» **WORK REQUIRED**
Copy out the lines of the listing word for word, starting at the line that contains "For the benchmark, mark every instance of the mountain" and ending at the last line of the listing, with both ends included. Leave the pictures out of your answer.

» **EXERCISE INPUTS**
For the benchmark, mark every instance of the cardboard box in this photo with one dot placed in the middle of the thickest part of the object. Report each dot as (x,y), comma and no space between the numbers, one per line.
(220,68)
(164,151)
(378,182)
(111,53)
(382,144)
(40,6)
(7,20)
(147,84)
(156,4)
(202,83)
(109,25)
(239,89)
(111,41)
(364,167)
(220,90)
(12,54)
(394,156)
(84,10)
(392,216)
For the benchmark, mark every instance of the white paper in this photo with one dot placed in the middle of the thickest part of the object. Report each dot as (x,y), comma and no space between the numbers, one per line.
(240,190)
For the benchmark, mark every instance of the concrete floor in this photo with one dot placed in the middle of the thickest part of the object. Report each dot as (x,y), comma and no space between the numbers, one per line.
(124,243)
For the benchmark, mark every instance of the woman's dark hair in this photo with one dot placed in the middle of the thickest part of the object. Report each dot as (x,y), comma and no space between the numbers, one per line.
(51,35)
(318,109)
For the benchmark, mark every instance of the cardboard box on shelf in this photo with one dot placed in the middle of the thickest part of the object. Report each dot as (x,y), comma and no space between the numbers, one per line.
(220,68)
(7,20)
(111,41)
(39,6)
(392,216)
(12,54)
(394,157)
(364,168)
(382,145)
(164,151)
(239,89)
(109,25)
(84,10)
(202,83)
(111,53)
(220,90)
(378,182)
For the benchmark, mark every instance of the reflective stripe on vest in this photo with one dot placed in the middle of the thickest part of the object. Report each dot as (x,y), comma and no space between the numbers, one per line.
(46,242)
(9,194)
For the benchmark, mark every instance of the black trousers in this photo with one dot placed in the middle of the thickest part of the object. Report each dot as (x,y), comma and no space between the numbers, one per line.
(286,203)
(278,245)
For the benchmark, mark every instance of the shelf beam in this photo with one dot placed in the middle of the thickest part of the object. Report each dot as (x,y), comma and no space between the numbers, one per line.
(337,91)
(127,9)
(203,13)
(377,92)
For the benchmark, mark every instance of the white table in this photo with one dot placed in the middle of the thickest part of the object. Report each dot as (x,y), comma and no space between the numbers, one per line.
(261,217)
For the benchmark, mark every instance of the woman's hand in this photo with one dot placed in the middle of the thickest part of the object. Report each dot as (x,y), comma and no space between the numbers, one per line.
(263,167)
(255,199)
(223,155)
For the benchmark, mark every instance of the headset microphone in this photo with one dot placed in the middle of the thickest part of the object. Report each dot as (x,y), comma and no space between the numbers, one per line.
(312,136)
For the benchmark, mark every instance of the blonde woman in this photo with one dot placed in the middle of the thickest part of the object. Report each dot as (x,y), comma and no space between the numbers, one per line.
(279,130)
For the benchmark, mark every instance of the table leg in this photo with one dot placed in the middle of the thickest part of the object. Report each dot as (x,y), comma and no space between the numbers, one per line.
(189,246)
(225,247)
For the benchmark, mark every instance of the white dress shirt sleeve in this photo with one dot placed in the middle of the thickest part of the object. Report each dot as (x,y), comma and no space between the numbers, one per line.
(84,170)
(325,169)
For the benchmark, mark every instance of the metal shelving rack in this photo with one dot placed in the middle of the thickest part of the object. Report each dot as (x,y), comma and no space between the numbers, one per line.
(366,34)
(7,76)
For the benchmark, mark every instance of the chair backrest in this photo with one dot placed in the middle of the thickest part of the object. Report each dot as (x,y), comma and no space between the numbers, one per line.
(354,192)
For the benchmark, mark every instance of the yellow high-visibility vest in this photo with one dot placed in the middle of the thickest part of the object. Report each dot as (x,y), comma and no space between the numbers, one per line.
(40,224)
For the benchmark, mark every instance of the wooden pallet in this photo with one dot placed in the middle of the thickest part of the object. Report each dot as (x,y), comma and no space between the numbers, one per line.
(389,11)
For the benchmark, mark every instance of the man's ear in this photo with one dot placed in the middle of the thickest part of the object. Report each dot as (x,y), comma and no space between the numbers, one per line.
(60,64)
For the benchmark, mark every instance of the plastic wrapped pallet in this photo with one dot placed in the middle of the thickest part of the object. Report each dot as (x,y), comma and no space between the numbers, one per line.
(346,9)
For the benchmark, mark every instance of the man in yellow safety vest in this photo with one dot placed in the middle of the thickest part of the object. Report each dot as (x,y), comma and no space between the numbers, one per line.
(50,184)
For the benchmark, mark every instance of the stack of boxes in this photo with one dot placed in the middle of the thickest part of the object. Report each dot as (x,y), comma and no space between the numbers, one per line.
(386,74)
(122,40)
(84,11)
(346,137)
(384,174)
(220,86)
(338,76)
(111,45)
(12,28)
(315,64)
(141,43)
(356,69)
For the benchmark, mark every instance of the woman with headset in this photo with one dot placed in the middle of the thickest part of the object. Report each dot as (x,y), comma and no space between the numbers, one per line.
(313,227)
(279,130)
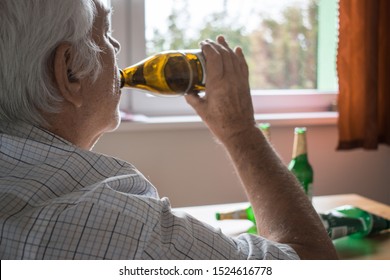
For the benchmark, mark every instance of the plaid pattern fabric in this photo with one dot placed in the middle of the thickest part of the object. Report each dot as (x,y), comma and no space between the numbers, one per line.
(61,202)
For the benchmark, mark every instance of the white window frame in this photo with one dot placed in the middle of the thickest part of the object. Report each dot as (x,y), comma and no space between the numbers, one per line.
(130,15)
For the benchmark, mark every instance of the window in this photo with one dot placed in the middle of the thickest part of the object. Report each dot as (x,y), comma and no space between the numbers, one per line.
(290,47)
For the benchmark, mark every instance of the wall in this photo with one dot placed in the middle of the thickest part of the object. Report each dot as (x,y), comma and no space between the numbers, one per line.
(189,167)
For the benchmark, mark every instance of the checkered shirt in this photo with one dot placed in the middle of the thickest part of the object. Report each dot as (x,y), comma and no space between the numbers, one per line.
(58,201)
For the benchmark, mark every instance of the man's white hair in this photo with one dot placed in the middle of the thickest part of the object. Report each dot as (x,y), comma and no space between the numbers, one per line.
(30,31)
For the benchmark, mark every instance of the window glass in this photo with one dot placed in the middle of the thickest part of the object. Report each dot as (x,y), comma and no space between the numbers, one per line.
(280,38)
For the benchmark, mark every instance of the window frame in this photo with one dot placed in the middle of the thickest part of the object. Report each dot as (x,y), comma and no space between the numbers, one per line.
(131,14)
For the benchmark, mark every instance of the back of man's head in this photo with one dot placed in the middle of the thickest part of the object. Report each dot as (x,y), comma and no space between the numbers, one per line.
(30,32)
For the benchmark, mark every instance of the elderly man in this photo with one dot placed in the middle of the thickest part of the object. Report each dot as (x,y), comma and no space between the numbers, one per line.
(59,92)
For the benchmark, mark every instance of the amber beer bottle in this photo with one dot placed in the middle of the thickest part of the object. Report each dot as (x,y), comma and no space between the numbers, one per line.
(299,163)
(169,73)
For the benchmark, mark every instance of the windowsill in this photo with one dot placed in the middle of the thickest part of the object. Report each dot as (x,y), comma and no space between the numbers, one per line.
(144,123)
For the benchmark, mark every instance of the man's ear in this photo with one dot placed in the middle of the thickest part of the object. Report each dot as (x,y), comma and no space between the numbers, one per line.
(68,85)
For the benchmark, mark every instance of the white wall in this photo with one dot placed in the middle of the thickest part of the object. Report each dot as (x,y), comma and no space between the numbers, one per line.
(190,168)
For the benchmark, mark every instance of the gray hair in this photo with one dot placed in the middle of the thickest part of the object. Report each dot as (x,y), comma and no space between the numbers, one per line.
(30,32)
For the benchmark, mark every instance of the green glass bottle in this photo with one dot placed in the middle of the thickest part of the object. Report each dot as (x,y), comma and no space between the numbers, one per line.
(352,221)
(299,163)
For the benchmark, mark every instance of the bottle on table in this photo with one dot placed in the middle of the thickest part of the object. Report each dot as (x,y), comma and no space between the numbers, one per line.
(240,214)
(342,221)
(352,221)
(299,164)
(169,73)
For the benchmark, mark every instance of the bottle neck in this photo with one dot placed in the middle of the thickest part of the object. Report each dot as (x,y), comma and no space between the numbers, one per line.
(300,147)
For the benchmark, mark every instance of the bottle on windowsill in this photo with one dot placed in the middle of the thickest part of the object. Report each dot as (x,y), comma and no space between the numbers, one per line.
(169,73)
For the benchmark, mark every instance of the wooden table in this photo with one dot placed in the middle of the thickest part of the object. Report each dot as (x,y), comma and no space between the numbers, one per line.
(370,248)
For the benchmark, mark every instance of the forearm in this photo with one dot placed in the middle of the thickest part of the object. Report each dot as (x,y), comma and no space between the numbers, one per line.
(283,213)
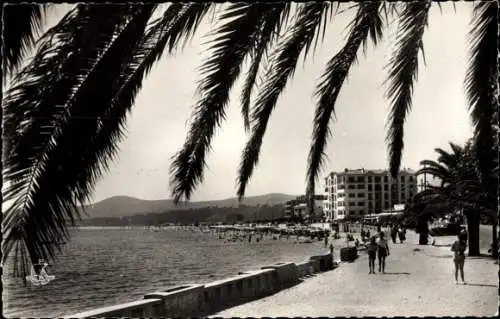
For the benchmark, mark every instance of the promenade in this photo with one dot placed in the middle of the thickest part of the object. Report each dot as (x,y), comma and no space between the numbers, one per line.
(416,283)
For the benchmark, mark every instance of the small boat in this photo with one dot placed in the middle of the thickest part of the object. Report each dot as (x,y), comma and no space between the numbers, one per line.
(42,278)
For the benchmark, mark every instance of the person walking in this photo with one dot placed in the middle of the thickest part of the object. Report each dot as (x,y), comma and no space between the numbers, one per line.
(394,233)
(383,252)
(402,234)
(371,248)
(458,248)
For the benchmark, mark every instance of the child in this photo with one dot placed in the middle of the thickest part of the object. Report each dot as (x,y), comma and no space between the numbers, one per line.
(371,247)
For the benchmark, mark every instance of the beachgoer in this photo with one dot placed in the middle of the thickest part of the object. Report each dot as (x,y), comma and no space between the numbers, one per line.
(402,234)
(459,248)
(371,248)
(383,252)
(463,234)
(394,233)
(38,268)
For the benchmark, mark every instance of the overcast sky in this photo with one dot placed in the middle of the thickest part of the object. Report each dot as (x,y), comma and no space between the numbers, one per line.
(157,125)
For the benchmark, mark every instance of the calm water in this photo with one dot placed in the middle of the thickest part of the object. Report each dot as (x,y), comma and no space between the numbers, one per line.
(102,267)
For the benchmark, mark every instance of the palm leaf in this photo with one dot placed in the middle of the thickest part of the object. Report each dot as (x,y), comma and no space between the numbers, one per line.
(367,23)
(233,41)
(46,185)
(21,25)
(481,84)
(402,75)
(270,29)
(280,71)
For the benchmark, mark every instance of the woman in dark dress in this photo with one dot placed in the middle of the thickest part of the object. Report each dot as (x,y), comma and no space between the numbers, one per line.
(383,252)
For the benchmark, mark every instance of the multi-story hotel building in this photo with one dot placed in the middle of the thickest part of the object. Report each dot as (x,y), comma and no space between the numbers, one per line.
(360,192)
(298,207)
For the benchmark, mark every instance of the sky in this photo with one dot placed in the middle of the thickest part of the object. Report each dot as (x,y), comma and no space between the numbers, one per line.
(158,124)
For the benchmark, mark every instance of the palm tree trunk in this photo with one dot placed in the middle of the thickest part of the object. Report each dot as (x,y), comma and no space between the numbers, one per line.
(423,231)
(494,245)
(473,230)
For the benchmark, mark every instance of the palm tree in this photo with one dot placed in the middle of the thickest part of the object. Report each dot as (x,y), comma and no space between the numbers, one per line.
(459,187)
(65,110)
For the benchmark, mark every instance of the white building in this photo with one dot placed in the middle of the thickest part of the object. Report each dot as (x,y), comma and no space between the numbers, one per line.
(298,207)
(361,192)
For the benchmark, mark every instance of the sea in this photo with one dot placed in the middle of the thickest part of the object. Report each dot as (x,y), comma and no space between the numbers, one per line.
(106,266)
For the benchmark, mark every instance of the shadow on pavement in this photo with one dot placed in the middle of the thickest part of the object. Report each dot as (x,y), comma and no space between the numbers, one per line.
(482,285)
(396,273)
(481,256)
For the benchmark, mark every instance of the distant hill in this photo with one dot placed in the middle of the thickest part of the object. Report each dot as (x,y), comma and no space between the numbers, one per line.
(121,206)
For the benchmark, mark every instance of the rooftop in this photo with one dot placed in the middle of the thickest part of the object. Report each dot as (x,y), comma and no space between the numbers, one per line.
(362,171)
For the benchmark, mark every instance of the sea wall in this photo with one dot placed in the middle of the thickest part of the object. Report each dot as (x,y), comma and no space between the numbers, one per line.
(201,300)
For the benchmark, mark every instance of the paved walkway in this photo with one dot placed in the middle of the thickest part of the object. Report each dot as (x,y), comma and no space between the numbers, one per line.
(416,283)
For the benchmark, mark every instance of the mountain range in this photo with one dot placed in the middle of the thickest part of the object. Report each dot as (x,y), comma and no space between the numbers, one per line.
(122,206)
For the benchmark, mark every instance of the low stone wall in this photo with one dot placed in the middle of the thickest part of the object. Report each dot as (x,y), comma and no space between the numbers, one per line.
(199,300)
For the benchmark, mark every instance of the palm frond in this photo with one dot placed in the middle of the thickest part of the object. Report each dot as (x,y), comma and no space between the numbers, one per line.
(47,168)
(367,23)
(280,71)
(481,82)
(402,75)
(21,26)
(271,25)
(233,41)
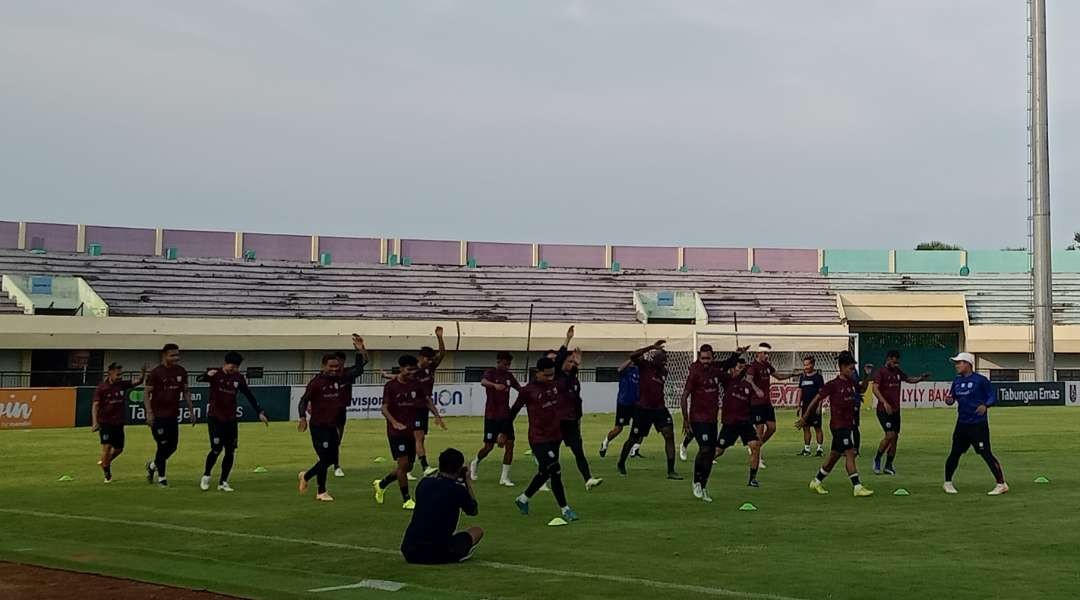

» **OUTPUT**
For the benchmark, mark every instance of the mountain range in this photo with one dot placed in the middle of the thickest part of the object. Report each dot as (x,y), comma and no space between the numbers, one per line.
(122,206)
For the benchmark, mark every instance of the low stone wall in this photo with one dot placed in the middle of the thickest part of the object. Report each dot as (x,y), comma and no space between the numbers, one per line.
(199,300)
For the benchmark, mark every instance of the palm frond in this photo with one dot placed in the middle of the thickest part of the object. Report each dot as (x,y), comma and no space between the numbers, one per line.
(47,168)
(367,23)
(280,71)
(481,82)
(402,75)
(21,26)
(271,25)
(233,41)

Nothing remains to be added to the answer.